STATED GOAL: From the listing below, pull out every line that contains the string "Target" and copy each one unchanged.

DATA SECTION:

------------

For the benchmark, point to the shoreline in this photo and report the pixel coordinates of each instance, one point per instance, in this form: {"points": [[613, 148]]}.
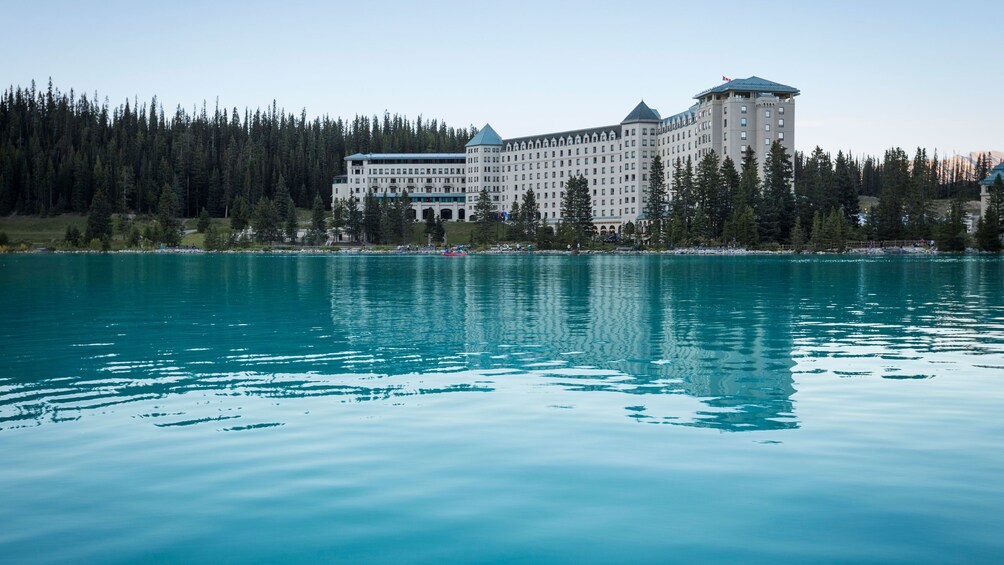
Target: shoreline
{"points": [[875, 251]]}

------------

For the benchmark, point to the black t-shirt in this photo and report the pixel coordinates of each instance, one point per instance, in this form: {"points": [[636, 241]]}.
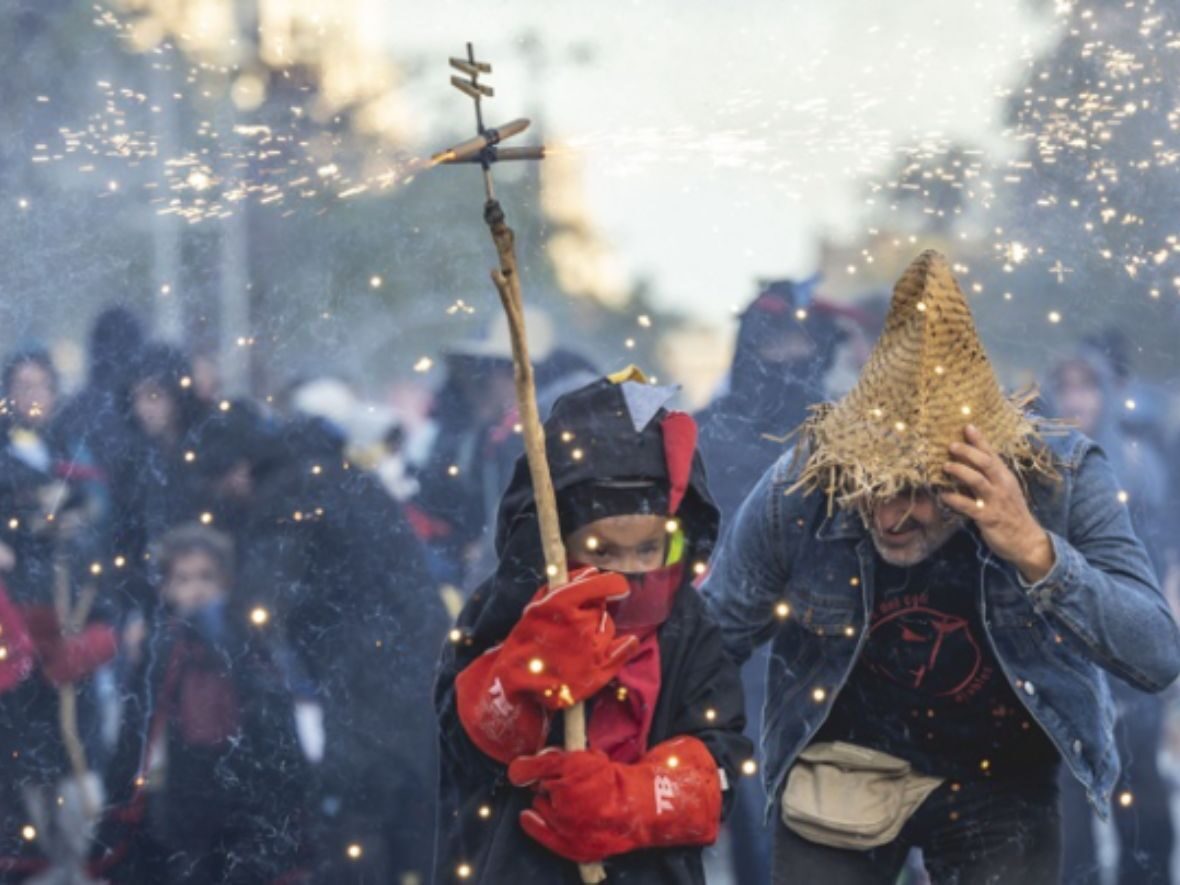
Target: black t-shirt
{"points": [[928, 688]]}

------------

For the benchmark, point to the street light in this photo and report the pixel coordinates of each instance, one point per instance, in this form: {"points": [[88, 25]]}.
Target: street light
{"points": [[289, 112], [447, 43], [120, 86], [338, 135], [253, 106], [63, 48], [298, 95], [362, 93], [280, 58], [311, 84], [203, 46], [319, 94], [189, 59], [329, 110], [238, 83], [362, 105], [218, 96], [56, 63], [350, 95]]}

------------

SOLVED EXERCISE:
Target: shoreline
Target: black t-shirt
Target: street light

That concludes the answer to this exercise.